Task requirements
Convert every line of the material below into a JSON list of strings, one string per line, leaving out blank lines.

### Data shown ###

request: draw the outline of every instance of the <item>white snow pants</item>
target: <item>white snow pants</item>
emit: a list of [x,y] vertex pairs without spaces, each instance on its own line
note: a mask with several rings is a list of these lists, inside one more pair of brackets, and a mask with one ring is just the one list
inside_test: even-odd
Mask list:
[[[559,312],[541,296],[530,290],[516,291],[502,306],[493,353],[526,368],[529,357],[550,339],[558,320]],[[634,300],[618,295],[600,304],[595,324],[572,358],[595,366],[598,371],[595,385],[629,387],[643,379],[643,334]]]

###

Output for this exercise
[
  "request: draw the outline of every instance of the <item>white snow pants</item>",
  "target: <item>white snow pants</item>",
  "emit: a list of [x,y] vertex pairs without spaces, each instance on its own line",
  "note: a mask with several rings is a list of these lists, inside one more pair of brackets, and a mask with one ring is just the one list",
  "inside_test: even-odd",
  "Mask list:",
  "[[[559,312],[541,296],[530,290],[516,291],[502,306],[493,353],[526,368],[529,357],[550,339],[558,320]],[[634,300],[618,295],[600,304],[595,324],[572,358],[595,366],[598,371],[595,385],[629,387],[643,379],[643,334]]]"
]